Start of Data for this exercise

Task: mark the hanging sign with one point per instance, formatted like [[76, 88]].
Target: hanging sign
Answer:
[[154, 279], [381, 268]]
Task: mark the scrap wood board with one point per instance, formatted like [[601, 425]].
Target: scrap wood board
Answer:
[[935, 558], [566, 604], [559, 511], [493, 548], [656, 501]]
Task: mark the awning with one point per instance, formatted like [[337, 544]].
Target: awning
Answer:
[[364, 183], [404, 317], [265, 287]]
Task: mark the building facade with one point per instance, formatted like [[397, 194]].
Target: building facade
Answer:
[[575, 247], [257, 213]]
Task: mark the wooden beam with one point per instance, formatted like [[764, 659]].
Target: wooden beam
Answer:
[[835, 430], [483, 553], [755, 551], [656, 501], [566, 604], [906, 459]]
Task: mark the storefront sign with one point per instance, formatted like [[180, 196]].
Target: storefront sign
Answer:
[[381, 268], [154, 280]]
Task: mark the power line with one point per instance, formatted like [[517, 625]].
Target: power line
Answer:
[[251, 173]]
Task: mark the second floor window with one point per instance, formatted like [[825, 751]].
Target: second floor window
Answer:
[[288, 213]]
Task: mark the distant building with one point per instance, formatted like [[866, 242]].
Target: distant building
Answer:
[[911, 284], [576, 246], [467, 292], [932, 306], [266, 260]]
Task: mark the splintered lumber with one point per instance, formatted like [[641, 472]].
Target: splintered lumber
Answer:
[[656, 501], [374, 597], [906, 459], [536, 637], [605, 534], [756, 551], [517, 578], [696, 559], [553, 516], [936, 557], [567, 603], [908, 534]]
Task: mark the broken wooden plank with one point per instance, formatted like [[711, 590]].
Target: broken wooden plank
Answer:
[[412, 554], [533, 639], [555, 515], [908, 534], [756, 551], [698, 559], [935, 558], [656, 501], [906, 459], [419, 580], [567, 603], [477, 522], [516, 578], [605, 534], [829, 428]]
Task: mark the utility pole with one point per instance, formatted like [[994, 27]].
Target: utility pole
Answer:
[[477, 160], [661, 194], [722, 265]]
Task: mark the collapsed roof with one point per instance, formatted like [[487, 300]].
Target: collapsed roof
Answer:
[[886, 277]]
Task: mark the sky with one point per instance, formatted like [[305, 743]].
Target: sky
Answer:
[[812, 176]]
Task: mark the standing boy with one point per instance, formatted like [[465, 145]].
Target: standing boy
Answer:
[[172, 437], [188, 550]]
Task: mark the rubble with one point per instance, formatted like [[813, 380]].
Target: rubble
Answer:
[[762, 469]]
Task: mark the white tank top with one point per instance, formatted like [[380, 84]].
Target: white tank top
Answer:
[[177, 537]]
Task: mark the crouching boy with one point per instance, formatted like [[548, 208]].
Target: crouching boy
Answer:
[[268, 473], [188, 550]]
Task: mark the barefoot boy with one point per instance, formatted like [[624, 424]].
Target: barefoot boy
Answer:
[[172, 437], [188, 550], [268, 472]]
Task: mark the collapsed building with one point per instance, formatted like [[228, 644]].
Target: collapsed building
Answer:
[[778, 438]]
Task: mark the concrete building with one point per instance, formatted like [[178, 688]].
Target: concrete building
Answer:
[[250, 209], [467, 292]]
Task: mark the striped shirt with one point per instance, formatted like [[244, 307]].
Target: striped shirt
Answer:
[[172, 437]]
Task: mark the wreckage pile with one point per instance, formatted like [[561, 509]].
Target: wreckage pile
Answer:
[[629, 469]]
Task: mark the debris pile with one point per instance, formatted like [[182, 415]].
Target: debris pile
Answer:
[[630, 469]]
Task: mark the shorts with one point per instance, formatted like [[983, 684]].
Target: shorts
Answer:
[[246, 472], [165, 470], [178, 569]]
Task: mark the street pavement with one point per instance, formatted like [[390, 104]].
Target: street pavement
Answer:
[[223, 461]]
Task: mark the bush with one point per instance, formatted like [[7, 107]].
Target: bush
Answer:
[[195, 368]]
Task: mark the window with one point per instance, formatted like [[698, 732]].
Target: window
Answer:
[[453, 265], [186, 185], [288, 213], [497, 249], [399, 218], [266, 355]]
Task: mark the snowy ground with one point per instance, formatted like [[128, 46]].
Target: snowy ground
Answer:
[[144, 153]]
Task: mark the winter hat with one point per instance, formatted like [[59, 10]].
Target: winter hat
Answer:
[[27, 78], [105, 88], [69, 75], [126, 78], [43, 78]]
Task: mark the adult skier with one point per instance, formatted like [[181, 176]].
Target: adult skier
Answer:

End of Data for this exercise

Assigned task:
Your answer must be the lines above, unchanged, from the first one through the line that holds "Task: mark the storefront", inclusive, and no others.

Your solution:
Task: mark the hanging sign with one point per instance, formatted like [[76, 88]].
Target: hanging sign
Answer:
[[154, 279], [381, 268]]
Task: mark the scrap wood board with one point per instance, formatted like [[601, 425]].
Target: scrap wood board
Answer:
[[935, 558], [566, 604], [559, 511], [493, 548], [656, 501]]
Task: mark the awning with one point per instance, formatted like [[337, 544]].
Target: awning
Answer:
[[364, 183], [404, 317], [265, 287]]
Task: mark the building facade with one point per instance, formatted like [[397, 194]].
Target: building facade
Answer:
[[575, 247], [257, 213]]
Task: mark the wooden beam with one point per instance, formatted like [[764, 659]].
Target: wooden beam
Answer:
[[835, 430], [483, 553], [755, 551], [656, 501], [566, 604], [906, 459]]
Task: mark the storefront sign with one point per instance, formatted like [[180, 196]].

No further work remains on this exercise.